> Task requirements
From the data that follows, print exactly the lines starting at the one containing "Task: give one point on each instance of the green" and ending at the one containing "Task: give one point on each instance of the sofa"; include both of them and nothing more.
[Data for analysis]
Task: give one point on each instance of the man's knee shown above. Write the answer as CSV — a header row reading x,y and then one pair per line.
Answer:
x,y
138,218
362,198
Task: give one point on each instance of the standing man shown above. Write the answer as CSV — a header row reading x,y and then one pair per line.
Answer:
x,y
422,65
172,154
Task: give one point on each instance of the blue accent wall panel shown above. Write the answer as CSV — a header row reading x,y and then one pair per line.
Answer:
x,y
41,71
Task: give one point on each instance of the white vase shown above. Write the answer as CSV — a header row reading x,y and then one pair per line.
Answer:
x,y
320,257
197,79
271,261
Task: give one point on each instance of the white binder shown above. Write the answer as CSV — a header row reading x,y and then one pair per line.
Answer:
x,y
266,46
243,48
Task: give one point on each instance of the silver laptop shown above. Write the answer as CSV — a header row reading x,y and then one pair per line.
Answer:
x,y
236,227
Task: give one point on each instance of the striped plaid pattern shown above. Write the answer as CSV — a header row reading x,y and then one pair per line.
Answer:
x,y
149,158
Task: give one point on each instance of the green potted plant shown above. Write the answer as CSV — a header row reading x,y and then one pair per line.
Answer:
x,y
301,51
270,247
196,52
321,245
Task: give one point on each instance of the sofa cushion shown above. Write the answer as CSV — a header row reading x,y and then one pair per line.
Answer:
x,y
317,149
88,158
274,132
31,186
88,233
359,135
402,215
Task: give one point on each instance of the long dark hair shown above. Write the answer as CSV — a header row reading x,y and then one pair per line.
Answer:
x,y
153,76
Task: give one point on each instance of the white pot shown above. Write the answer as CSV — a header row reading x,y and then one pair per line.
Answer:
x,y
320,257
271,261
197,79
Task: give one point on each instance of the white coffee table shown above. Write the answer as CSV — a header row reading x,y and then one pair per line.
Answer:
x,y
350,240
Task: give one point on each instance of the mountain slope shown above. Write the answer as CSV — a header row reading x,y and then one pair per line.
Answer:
[/Data for analysis]
> Response
Task: give one point on each instance of the green potted plant shown above. Write the answer as CSV — a header row reading x,y and then one pair per line.
Answer:
x,y
301,51
270,247
196,52
321,245
Task: give one point on each instance of the sofa cushion shown above. Write the answer as CSV — a header row reading x,y and then one pair per line.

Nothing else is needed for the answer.